PASSAGE:
[Start of Attachment]
In an ophthalmic optics market that is slowly but steadily improving, Essilor continued to increase its global market share by leveraging its innovative products and accelerating the deployment of its targeted acquisitions strategy. For the period, the Company posted revenue growth of 5.9% excluding the currency effect and strategic acquisitions, in line with its full-year objective. Essilor also enhanced its competitiveness through ongoing programs to optimize the production base and develop new services for eyecare professionals.

    First-half highlights

    - Integration of FGXI, the world leader in non-prescription
      reading glasses, and Signet Armorlite, the exclusive manufacturer and
      distributor of Kodak-brand lenses. Overall, these acquisitions were
      accretive to first-half consolidated earnings.
    - Successful new product launches, of which the Varilux Physio(R)
      2.0 lens in Europe and the United States, the Xperio(TM) polarized lens
      in Europe, and lenses produced using Eyecode(TM) technology around the
      world.
    - An increase in unit sales, reflecting the ramp-up of the
      Company's strategy of developing the mid-range product segment and
      rapid growth in emerging markets.
    - Accelerated deployment of the acquisitions strategy with 13 new
      partnerships that extend Essilor's geographical coverage.
    - High operating margin remained (contribution margin 18% of
      revenue) thanks to ongoing gains in operating efficiency.
    - Sharp increase in adjusted earnings per share.
    - A strong increase in net cash flow and a solid balance sheet.

Outlook

The very good first-half results support Essilor's major strategic choices. During the second half, in a still fragile business recovery, Essilor will continue to implement its growth strategy, based on new products, geographic expansion, bolt-on acquisitions and the mid-segment. For 2010, the Company confirms its objectives of revenue growth of 5% to 7% excluding the currency effect and strategic acquisitions, and a stable contribution margin excluding strategic acquisitions and changes in IFRS.

Moreover, following the sale of its stake in Sperian Protection, the Company will recognize an estimated EUR27-million consolidated capital gain in the second half.

------------------------

An analysts meeting will be held today, August 27, at 9:30 a.m. Paris time.
[End of Attachment]
DATASET EXTRACT:
[Start of Attachment]
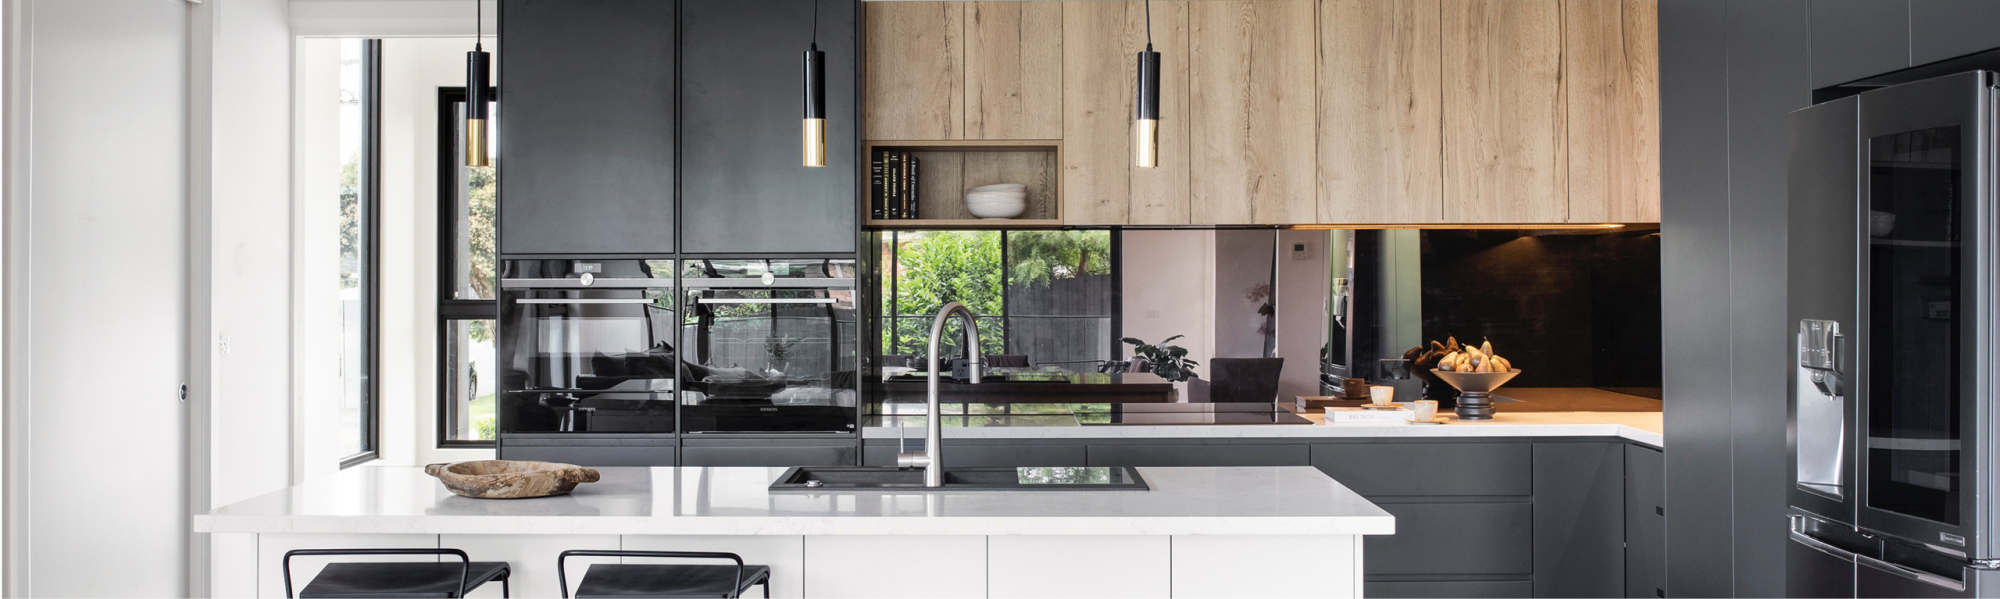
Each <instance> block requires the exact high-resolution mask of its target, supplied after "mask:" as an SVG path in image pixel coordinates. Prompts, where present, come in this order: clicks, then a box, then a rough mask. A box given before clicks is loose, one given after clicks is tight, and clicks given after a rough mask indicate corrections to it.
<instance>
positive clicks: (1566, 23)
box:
[End of Attachment]
AIM OF THE TASK:
Answer from the Essilor results text:
1. What revenue growth did the Company post for the period, excluding the currency effect and strategic acquisitions?
2. What was the contribution margin as a share of revenue?
3. What consolidated capital gain does the Company expect to recognize from selling its stake in Sperian Protection?

EXPECTED OUTPUT:
1. 5.9%
2. 18% of revenue
3. An estimated EUR27 million, recognized in the second half